Set exercise:
Reproduce all of the records below word for word, leaving out the pictures.
+ + +
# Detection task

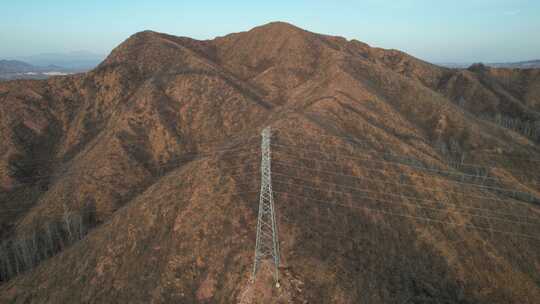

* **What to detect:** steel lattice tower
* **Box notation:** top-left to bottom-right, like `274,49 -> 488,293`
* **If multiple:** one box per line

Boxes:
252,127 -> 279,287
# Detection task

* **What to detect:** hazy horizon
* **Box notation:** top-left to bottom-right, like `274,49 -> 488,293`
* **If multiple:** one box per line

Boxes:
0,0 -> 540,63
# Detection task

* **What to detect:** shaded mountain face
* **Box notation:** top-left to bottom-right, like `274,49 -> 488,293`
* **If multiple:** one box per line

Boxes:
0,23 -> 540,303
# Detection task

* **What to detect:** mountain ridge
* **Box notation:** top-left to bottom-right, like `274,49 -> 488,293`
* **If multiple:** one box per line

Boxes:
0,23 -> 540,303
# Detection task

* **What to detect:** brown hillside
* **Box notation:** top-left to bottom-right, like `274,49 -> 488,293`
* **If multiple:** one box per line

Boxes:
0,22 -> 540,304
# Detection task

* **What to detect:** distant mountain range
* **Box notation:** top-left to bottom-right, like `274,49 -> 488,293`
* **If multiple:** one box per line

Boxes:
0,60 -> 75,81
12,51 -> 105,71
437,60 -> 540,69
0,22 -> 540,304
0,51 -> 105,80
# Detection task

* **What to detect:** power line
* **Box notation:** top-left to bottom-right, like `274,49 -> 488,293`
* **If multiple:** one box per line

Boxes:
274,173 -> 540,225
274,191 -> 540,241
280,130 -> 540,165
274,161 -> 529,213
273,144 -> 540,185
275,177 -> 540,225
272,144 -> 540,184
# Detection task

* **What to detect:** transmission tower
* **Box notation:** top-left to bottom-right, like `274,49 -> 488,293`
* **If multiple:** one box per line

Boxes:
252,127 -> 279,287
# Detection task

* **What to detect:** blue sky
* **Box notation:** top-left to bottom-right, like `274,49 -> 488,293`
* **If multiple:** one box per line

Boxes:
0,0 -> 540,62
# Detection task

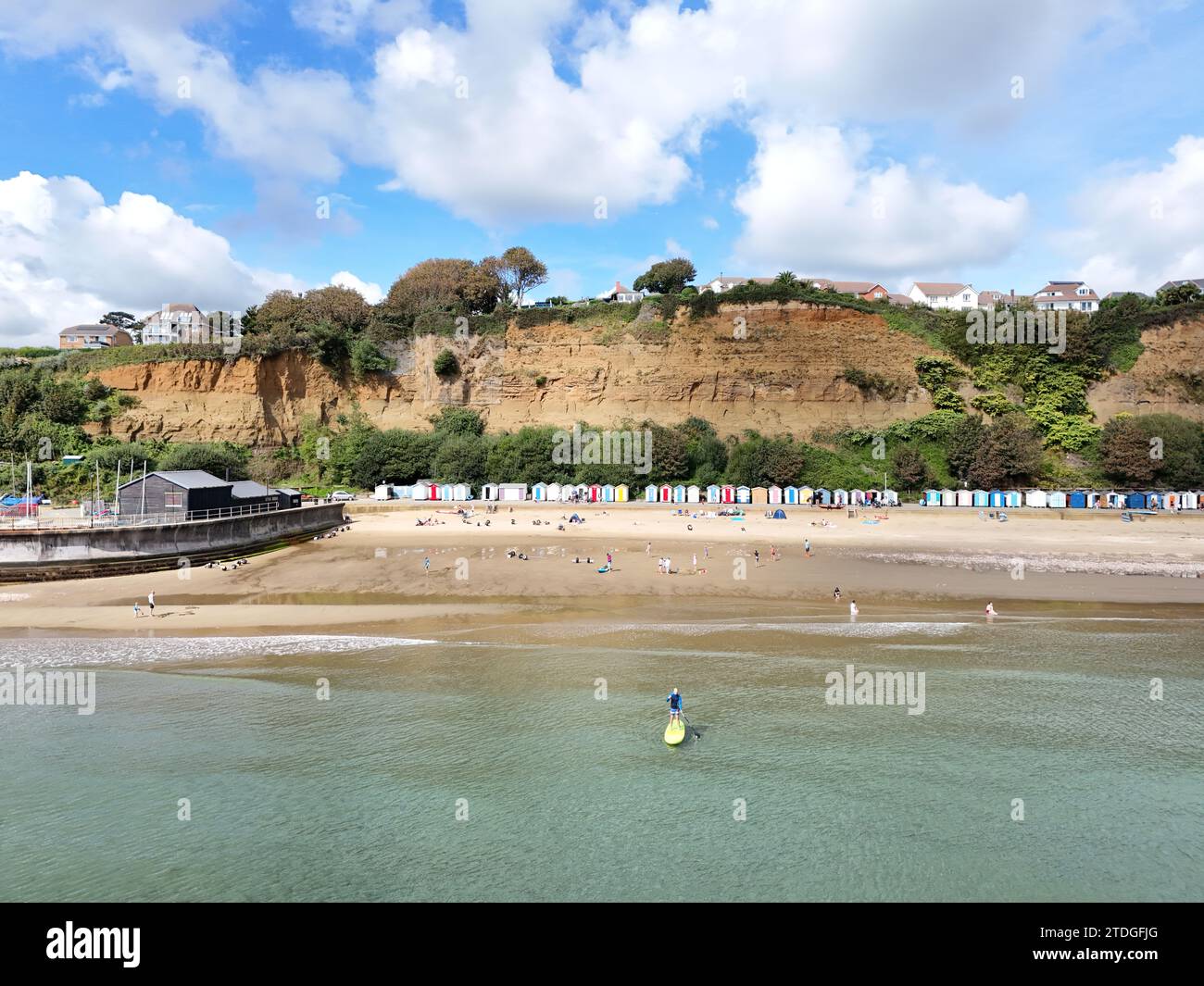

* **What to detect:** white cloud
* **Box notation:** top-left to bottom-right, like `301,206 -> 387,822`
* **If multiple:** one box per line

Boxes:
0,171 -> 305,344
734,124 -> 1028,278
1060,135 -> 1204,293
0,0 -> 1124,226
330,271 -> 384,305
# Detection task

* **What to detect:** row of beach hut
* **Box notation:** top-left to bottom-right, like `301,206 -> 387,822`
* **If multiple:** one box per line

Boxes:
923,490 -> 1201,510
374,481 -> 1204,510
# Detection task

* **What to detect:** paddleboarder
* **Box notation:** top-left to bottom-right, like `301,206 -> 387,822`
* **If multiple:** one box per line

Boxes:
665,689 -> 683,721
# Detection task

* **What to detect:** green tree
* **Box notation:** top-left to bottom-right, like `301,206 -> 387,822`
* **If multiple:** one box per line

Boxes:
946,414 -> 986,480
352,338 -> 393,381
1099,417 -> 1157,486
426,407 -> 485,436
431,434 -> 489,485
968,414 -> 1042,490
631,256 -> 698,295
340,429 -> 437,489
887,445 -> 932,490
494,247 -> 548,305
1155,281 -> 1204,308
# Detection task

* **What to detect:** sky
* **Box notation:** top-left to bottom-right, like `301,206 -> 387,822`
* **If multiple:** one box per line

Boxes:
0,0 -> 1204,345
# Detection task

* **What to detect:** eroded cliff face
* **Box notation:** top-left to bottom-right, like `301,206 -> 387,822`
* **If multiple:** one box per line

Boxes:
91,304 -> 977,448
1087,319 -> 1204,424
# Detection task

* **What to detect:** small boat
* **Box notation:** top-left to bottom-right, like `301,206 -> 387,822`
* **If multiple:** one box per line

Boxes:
+ + +
Result below:
# Detection task


* **What to detect:** steel lattice tower
* **Box notation:** top-left to bottom-right, like `274,49 -> 488,293`
* **If multiple:** one box per line

Boxes:
252,127 -> 279,287
# Detection task

* **What to detect:** hazy horizon
* **Box notation:** top-left to bottom-right, like `274,49 -> 488,293`
* **If multiple:** one box per line

Boxes:
0,0 -> 540,63
# Detection task

* **What to detect:** shaded mountain face
* **Box notation:** top-left to bottom-right, like `274,49 -> 488,293`
* **If multiple:** one box per line

Boxes:
0,23 -> 540,303
# Detection task

* **What to detect:** mountain ridge
* **Box notation:** top-left to bottom-right, like `274,49 -> 488,293`
* **If multiple:** one box per line

Boxes:
0,23 -> 540,303
# Detection task

* **What to detect:** brown hillside
* **Box notation:** top-left to bottom-right, like `274,49 -> 488,293`
* **If multiple:** one box per line

Boxes:
0,22 -> 540,304
# Detection task

* **What to detect:** distant mountain range
* **Box notation:** top-left to bottom-right, like `274,49 -> 488,293`
* **If multiple:** one box per line

Boxes:
0,60 -> 75,81
12,51 -> 105,71
437,60 -> 540,69
0,22 -> 540,304
0,51 -> 105,80
# Detection task

* **What to detect:** power line
* **Box notation:** top-left to bottom-right, like `274,49 -> 488,293`
* **If multiple:** one box per line

Boxes:
274,173 -> 540,225
274,191 -> 540,241
280,130 -> 540,165
274,161 -> 529,213
273,144 -> 540,185
275,177 -> 540,225
272,144 -> 540,184
# Detection task

* **What to detect:** transmission tower
* **Box notation:** top-left to bottom-right, like `274,49 -> 488,293`
* **If multiple:** one box per line

Boxes:
252,127 -> 279,287
# Detection task

* **What to detect:** blue sky
* **Box notation:** top-left to bottom-right, like `274,49 -> 488,293`
* **If multiple:** one box per line

Boxes:
0,0 -> 540,62
# Detection task


* **What to detect:** white cloud
* **Box notation:** top-left to bottom-right, like `301,206 -> 387,822`
* **If multiple:** one box per line

Boxes:
0,171 -> 305,344
734,124 -> 1028,278
1060,135 -> 1204,293
0,0 -> 1124,226
330,271 -> 384,305
# Detection task

* **What to detect:** row of beach hut
* **Box notation:** top-left to bottom-right, like `301,206 -> 387,822`
* **If multiple:** one box per line

Boxes:
923,490 -> 1201,510
374,481 -> 1204,510
# Detection task

* **What to detect:** paddleboarder
* **Box notation:** top-left to bottom-right, like `301,206 -> 387,822`
* **If multiple:** one box per line

Boxes:
665,689 -> 683,721
# Detection task

* **What to detect:** green tree
* **Box notation:** top-left to bottom-right, like `301,206 -> 387,822`
* **If multiple:** one box per line

Boxes:
946,414 -> 986,480
352,338 -> 393,381
1099,417 -> 1157,486
426,407 -> 485,436
431,434 -> 489,485
968,414 -> 1042,490
631,256 -> 698,295
340,429 -> 437,489
887,445 -> 932,490
494,247 -> 548,305
1155,281 -> 1204,308
# Detection task

* **What to detect:** sky
* **Box notation:** top-left to bottom-right, like `301,206 -> 387,822`
* **If multiple:** one box per line

Boxes:
0,0 -> 1204,345
# Detection task

* **What to detect:** eroded cliff face
* **Box notation:** top-left to bottom-right, like `301,206 -> 387,822`
* **If multiple:** one box per line

Boxes:
91,304 -> 977,448
1087,319 -> 1204,424
# Detection task

* **What to detect:** small boat
* **Box notation:** top-left to bottom-right, like `301,206 -> 387,822`
* **If multiple:** one box per line

Boxes:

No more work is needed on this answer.